[[ Passage for review, beginning ]]
A program that DePaul launched last year aims to fix those problems by attracting more community college transfers, making it easier for them to earn a bachelor’s degree on time, and ensuring they also receive a two-year credential.

The idea of a four-year college partnering with a two-year college isn't new. But rarely is the four-year institution a large, private university with selective admissions that offers advising throughout the student’s time at a community college. It is rarer still for the four-year school to award credit that students can use to finish their associate degrees.

But students in the DePaul Admission Partnership Program are guaranteed a spot at the nation’s largest Roman Catholic college if they finish their community college studies with a 2.0 GPA, and they receive $2,000 a year after transferring if they achieve a 3.0.

They also lock in their bachelor’s degree requirements if they enroll at DePaul within three years of starting the program and receive access to DePaul advisers while at the community college. That ensures they don’t take the wrong math class for their eventual major or enroll in a world history class when only a U.S. history class will do. And if they transfer a few credits short of an associate degree, their DePaul classes can help them earn that credential.
[[ Passage for review, end ]]
[[ Recorded information, beginning ]]
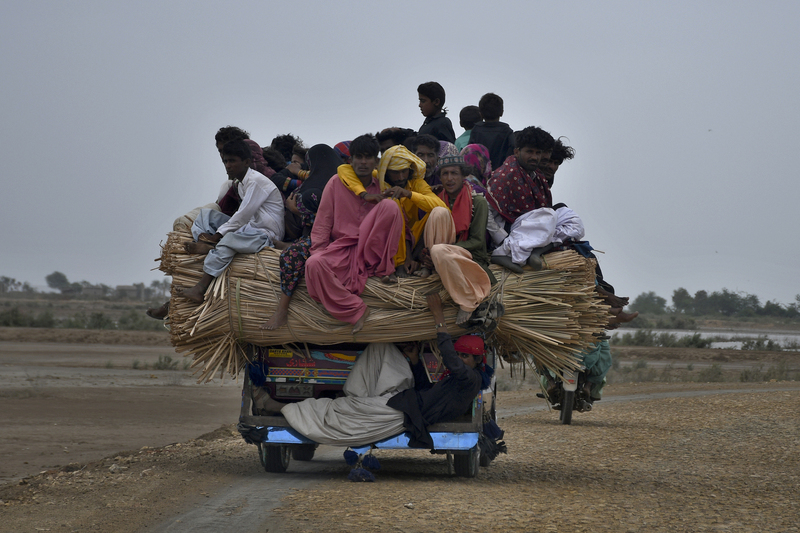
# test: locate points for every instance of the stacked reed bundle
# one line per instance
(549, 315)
[[ Recorded information, end ]]
[[ Recorded information, beginning ]]
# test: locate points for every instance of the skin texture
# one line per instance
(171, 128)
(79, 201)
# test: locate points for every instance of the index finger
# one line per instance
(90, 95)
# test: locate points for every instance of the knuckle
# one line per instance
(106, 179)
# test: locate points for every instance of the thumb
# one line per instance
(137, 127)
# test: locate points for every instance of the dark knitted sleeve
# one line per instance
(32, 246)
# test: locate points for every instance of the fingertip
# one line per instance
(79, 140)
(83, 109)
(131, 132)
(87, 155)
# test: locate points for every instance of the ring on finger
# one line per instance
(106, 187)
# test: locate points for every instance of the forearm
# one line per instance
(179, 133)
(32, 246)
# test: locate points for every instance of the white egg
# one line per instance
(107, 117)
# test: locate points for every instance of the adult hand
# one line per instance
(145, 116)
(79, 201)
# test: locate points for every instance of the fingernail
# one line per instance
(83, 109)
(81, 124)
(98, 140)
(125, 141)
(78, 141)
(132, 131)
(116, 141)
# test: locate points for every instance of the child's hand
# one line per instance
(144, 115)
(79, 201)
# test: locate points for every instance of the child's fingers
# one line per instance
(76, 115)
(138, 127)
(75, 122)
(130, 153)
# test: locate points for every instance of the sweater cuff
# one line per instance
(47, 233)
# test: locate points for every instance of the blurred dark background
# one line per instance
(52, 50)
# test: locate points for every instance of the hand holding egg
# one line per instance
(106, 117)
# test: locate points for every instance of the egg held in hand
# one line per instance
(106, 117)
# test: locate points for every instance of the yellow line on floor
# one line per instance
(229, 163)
[[ Recorded information, end ]]
**Your assignment**
In the passage on DePaul's admission partnership program, answer each question briefly.
(a) What GPA must students finish their community college studies with to be guaranteed a spot at DePaul?
(b) How much money do students receive each year after transferring if they achieve a 3.0?
(c) Within how many years of starting the program must students enroll at DePaul to lock in their bachelor's degree requirements?

**Reply to the task**
(a) A 2.0 GPA.
(b) $2,000 a year.
(c) Within three years.